Point annotation dataset records ▸
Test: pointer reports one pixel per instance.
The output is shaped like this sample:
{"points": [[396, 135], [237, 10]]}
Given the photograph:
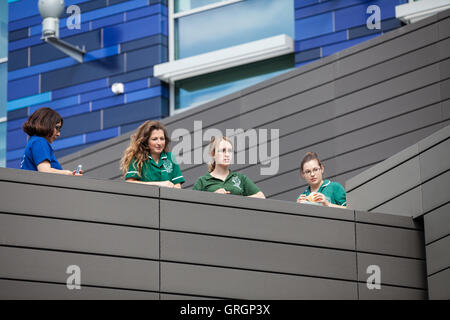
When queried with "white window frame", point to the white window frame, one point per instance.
{"points": [[414, 11]]}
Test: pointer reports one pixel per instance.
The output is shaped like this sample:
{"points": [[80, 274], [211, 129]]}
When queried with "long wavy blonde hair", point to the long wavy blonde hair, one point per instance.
{"points": [[139, 148], [213, 145]]}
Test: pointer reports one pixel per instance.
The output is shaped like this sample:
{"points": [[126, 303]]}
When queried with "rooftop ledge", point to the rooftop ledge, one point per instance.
{"points": [[418, 10], [224, 58]]}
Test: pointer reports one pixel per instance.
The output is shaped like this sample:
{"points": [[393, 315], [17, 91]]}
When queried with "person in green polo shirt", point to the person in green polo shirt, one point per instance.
{"points": [[319, 191], [220, 179], [148, 161]]}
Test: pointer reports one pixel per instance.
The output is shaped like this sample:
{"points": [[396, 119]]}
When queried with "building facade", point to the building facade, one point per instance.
{"points": [[125, 40]]}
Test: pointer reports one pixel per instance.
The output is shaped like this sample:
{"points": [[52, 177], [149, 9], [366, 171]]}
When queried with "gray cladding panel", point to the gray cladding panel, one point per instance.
{"points": [[243, 284], [391, 293], [437, 223], [23, 290], [394, 271], [78, 204], [439, 285], [389, 241], [256, 255], [257, 225], [433, 196], [50, 266], [76, 236], [438, 255]]}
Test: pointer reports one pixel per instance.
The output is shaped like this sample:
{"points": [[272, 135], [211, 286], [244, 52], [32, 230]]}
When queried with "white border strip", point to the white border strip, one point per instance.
{"points": [[203, 8], [418, 10], [224, 58]]}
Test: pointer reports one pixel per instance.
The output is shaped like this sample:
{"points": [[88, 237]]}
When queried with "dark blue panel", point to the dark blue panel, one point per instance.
{"points": [[71, 111], [63, 152], [314, 26], [132, 112], [132, 126], [18, 34], [320, 41], [14, 164], [307, 55], [15, 124], [116, 19], [108, 102], [18, 59], [46, 52], [17, 114], [102, 135], [83, 123], [131, 30], [15, 139], [23, 43], [364, 31], [304, 3], [144, 57], [144, 12], [357, 16], [136, 85], [144, 42], [326, 6], [23, 87], [95, 95], [82, 73], [134, 75], [19, 24], [84, 87]]}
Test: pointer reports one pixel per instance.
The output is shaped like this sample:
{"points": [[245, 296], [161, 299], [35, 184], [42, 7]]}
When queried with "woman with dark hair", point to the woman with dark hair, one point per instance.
{"points": [[148, 161], [220, 179], [43, 127], [324, 192]]}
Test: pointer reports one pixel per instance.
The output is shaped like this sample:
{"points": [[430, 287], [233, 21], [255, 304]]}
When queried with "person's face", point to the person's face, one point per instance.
{"points": [[157, 141], [56, 132], [312, 172], [224, 153]]}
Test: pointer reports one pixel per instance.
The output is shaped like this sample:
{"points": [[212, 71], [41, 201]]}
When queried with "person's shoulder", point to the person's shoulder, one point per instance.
{"points": [[336, 185]]}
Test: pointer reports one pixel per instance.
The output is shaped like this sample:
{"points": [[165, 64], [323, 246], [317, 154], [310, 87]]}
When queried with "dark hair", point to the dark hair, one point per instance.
{"points": [[308, 157], [42, 122], [139, 147]]}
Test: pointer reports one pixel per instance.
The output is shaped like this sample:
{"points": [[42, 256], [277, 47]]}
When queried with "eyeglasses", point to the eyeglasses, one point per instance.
{"points": [[308, 172]]}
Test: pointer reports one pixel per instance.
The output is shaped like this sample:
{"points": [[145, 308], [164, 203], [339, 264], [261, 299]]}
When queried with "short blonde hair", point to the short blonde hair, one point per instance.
{"points": [[215, 141]]}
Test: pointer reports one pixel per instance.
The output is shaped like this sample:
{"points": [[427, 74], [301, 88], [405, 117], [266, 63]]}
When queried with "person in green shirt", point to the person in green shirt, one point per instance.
{"points": [[220, 179], [148, 161], [324, 192]]}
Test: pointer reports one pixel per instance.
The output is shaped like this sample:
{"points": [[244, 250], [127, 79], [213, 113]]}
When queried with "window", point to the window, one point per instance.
{"points": [[198, 27]]}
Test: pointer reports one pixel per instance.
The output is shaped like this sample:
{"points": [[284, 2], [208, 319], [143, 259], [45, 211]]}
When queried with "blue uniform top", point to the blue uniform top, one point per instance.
{"points": [[38, 149]]}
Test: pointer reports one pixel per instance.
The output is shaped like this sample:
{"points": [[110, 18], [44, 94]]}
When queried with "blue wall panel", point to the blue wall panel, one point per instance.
{"points": [[84, 87], [23, 87]]}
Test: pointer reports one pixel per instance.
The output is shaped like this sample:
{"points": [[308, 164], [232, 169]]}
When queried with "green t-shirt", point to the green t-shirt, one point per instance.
{"points": [[333, 191], [166, 169], [235, 182]]}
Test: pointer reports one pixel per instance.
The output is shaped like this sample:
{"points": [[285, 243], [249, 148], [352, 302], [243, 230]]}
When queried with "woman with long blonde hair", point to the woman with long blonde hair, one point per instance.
{"points": [[148, 161], [220, 179]]}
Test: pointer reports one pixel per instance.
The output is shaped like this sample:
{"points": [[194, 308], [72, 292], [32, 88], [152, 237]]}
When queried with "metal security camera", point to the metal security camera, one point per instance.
{"points": [[50, 11]]}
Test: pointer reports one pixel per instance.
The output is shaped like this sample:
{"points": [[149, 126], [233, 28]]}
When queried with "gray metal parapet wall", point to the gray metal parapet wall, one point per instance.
{"points": [[415, 182], [144, 242], [355, 108]]}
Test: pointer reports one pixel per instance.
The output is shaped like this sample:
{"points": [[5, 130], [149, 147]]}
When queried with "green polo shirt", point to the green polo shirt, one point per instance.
{"points": [[235, 182], [166, 169], [333, 191]]}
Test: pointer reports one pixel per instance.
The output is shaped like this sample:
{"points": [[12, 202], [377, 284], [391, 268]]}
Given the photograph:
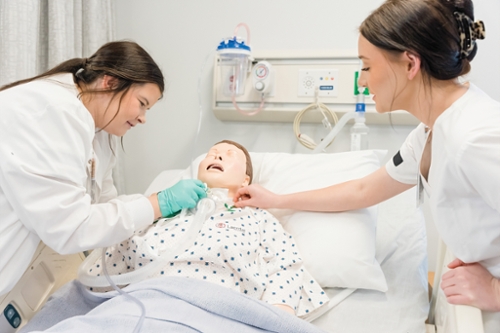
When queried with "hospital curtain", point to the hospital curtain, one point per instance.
{"points": [[36, 35]]}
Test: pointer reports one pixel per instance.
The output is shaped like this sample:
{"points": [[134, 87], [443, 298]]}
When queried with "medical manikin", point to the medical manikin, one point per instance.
{"points": [[246, 249]]}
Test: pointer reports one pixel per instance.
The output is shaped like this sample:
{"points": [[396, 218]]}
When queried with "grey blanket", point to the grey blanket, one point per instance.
{"points": [[172, 305]]}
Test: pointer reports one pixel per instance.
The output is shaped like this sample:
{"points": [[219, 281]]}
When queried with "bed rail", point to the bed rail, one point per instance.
{"points": [[445, 317]]}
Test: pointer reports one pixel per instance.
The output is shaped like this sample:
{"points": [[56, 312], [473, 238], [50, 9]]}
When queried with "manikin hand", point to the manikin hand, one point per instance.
{"points": [[255, 196], [471, 284]]}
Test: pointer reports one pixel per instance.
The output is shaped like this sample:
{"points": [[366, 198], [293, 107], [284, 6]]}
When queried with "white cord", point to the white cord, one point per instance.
{"points": [[305, 140]]}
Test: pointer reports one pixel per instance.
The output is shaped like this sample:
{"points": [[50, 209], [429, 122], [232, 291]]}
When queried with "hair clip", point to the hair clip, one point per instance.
{"points": [[468, 32], [78, 72]]}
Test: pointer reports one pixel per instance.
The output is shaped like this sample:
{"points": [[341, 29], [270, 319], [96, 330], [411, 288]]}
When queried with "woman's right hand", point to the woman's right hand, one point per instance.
{"points": [[255, 196], [184, 194]]}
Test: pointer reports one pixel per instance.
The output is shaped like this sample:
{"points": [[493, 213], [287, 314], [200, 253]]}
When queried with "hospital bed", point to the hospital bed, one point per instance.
{"points": [[384, 291]]}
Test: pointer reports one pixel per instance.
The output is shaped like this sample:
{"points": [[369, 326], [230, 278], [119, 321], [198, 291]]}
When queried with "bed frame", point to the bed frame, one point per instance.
{"points": [[49, 271], [447, 318]]}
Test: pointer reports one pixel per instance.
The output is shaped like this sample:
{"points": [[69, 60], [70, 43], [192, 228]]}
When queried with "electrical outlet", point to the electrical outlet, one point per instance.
{"points": [[324, 79]]}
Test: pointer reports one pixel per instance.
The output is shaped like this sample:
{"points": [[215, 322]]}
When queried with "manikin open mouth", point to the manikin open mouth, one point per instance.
{"points": [[215, 166]]}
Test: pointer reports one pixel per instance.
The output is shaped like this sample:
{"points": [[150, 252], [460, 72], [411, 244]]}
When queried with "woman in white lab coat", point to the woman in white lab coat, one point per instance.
{"points": [[58, 136], [413, 54]]}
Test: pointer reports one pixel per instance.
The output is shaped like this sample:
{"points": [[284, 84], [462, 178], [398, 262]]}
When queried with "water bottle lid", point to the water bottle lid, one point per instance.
{"points": [[232, 45]]}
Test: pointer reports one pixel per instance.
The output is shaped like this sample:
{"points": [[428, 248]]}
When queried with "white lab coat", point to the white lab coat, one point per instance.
{"points": [[464, 177], [47, 143]]}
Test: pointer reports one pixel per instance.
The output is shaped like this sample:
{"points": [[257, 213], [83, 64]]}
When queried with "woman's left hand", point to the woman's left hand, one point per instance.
{"points": [[471, 284]]}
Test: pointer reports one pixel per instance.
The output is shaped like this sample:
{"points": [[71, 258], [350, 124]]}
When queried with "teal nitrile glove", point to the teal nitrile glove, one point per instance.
{"points": [[184, 194]]}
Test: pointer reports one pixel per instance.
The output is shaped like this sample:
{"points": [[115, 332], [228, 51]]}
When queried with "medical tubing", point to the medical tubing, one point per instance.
{"points": [[330, 136], [138, 326], [298, 118], [205, 207]]}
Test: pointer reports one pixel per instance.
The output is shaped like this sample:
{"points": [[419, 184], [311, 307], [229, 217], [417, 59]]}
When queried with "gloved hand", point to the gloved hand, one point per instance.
{"points": [[184, 194]]}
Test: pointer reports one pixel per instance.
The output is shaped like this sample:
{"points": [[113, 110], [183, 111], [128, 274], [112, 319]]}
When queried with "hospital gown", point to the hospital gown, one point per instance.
{"points": [[244, 249]]}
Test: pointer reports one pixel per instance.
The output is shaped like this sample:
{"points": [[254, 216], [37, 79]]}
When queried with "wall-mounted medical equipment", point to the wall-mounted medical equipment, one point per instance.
{"points": [[235, 63], [295, 75]]}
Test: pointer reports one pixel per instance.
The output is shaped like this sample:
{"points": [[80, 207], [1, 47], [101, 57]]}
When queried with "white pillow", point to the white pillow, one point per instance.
{"points": [[338, 249]]}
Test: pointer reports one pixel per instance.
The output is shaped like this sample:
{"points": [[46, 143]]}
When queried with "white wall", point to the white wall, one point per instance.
{"points": [[181, 34]]}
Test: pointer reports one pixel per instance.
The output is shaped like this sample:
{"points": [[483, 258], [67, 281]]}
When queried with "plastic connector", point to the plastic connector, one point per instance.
{"points": [[307, 139]]}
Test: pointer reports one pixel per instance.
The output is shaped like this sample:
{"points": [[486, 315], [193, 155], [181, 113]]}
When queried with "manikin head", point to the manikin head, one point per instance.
{"points": [[227, 165]]}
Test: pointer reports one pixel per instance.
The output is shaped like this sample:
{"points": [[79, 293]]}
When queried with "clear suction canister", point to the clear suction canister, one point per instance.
{"points": [[234, 57]]}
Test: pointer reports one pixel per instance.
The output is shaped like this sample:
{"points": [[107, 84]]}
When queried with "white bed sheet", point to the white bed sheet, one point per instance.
{"points": [[402, 250], [401, 241]]}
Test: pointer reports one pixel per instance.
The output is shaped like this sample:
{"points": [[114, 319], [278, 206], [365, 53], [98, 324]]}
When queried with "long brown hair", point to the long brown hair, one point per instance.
{"points": [[125, 61], [425, 27]]}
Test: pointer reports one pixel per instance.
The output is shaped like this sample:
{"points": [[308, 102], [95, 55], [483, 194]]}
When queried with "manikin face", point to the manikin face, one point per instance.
{"points": [[385, 76], [134, 104], [224, 167]]}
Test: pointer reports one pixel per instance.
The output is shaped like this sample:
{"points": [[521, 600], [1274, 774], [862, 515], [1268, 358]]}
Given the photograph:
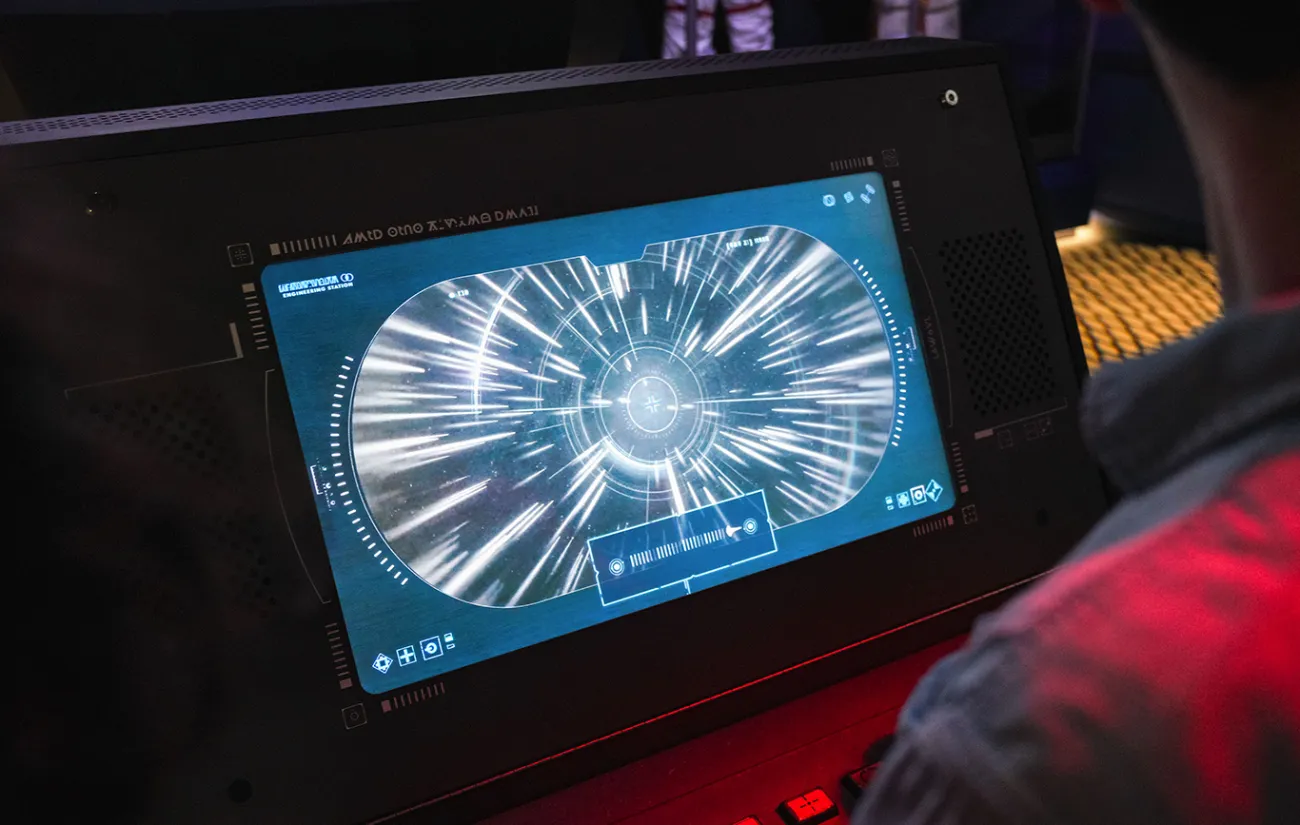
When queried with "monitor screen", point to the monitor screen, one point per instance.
{"points": [[518, 433]]}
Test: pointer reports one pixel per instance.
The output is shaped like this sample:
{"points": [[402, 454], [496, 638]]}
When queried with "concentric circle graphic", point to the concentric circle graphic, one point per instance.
{"points": [[501, 420]]}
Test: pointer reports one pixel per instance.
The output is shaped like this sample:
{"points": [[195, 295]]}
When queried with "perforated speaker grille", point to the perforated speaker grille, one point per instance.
{"points": [[1000, 328], [173, 438]]}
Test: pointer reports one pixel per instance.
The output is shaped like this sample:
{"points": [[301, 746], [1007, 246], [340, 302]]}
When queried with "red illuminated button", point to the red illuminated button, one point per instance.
{"points": [[810, 808]]}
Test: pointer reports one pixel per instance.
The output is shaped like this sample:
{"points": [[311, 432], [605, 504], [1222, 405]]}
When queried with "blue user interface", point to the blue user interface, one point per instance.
{"points": [[521, 431]]}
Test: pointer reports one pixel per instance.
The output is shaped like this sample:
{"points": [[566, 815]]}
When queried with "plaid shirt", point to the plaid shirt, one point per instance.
{"points": [[1155, 677]]}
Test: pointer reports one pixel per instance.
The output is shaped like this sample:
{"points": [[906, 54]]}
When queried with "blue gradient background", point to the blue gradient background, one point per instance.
{"points": [[313, 334]]}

WHAT TO WORK ON ▸
Report every line of the items above that contains the string "manikin", copying each such line in full. Matching is case-sensitive.

TASK SOLUTION ▸
When queried with "medical manikin", point to the medical manikin, one point per instance.
When queried with "manikin hand", point to the manikin hand, one point per instance.
When queried with "manikin open mouth", point to the manikin open mouth, one point per instance.
When queried with "manikin head", point to the manikin head, one point per instance.
When queried with "manikin face", point to the manikin face, one point per instance.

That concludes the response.